# DATASET ENTRIES:
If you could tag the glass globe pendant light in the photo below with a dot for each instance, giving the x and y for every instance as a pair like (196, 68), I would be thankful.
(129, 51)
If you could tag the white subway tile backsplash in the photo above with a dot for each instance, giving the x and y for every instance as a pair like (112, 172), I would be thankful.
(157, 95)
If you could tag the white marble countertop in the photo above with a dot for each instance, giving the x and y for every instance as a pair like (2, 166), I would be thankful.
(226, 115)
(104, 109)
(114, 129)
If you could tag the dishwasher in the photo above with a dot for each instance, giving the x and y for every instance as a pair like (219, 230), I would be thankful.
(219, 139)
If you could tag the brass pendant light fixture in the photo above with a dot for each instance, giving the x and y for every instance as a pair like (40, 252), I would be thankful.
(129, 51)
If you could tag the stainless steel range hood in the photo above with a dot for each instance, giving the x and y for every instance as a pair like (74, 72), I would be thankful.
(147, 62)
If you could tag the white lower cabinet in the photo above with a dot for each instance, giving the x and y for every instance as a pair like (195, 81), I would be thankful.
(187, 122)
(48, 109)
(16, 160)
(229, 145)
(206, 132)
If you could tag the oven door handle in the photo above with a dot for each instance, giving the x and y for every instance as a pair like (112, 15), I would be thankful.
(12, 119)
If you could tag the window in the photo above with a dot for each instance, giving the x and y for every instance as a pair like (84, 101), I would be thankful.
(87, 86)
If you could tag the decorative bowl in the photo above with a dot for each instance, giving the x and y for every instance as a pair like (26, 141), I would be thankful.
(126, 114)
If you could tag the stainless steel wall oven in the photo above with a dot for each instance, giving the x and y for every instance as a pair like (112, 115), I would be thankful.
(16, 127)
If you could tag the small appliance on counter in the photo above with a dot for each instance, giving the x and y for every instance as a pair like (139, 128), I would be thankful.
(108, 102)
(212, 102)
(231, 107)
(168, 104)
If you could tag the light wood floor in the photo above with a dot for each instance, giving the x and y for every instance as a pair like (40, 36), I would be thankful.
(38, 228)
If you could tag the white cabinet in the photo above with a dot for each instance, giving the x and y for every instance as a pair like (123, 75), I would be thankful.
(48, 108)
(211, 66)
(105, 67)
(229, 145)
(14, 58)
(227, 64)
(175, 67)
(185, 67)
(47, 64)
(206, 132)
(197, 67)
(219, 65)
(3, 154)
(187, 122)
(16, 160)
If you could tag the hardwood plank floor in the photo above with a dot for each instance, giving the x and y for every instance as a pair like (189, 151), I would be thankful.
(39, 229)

# DIRECTIONS FOR THIS TASK:
All of the entries above need to be printed again exactly.

# ANSWER SPACE:
If you could tag the glass globe pendant light in the photo below with a dot for each instance, giving the x and y for every instance as a pair like (196, 68), I would be thankful.
(129, 51)
If you could tag the white subway tile backsplash in the photo above with a dot for each instance, giving the x and y for every instance as a pair like (112, 172), I would be thankful.
(157, 95)
If you could tag the white marble countertop in the photo above with a dot for each instance, giving the x and y for every instance as a pair like (2, 166), I would be thankful.
(226, 115)
(104, 109)
(114, 129)
If you could tag the dishwasher in the photo above with a dot for each instance, giving the x and y for every instance as a pair like (219, 230), I would be thankful.
(219, 139)
If you could tag the brass pendant light fixture in the photo above with a dot for each instance, giving the x and y for every instance as a pair like (40, 252), I would be thankful.
(129, 51)
If you could tag the stainless steel range hood in the photo above with a dot for each instance, giving the x and y for every instance as a pair like (74, 72), I would be thankful.
(147, 62)
If you could tag the white lower cabinet in the photo above with a dot for each instance, giving the x and y for every instance as a pair like (195, 81), I would be thankful.
(187, 122)
(48, 109)
(16, 160)
(229, 145)
(206, 132)
If you could tag the oven door handle in the photo above with a dot for each instance, giving the x and y for every instance as a pair like (112, 15), I would be thankful.
(12, 119)
If you could tag the window in the photo above with a dot for each instance, giving the x and y for every instance as a pair like (84, 101), I would be thankful.
(87, 86)
If you could tag the decorative bowl in the photo above with a dot for each instance, giving the x and y for every instance as a pair like (26, 141), I would be thankful.
(126, 114)
If you could tag the stainless steel wall oven in the photo above with a dot for each instance, giving the x and y for every instance as a pair like (112, 115), I would be thankful.
(16, 127)
If you could tag the small appliance on counter in the photo above with a dot for each instance, giving the x and y for every instance as a pair like (139, 128), I would be thankful.
(108, 102)
(212, 102)
(231, 107)
(168, 104)
If you could tag the light wood floor in the photo above with a dot for each instance, giving the x and y for every instance as a pair like (40, 36), I would be thankful.
(38, 228)
If you could tag the white cabinet in the photo above with a dot for each instance, giving the x and y for every instance as a pair like (123, 75), I would be thankful.
(48, 108)
(211, 66)
(105, 67)
(229, 145)
(14, 58)
(227, 64)
(175, 67)
(185, 67)
(47, 64)
(206, 132)
(197, 67)
(219, 65)
(3, 154)
(187, 122)
(16, 160)
If you could tag the hardwood plank floor in the photo above with a dot for each instance, giving the x and y for every instance as a pair like (189, 151), I would be thankful.
(39, 229)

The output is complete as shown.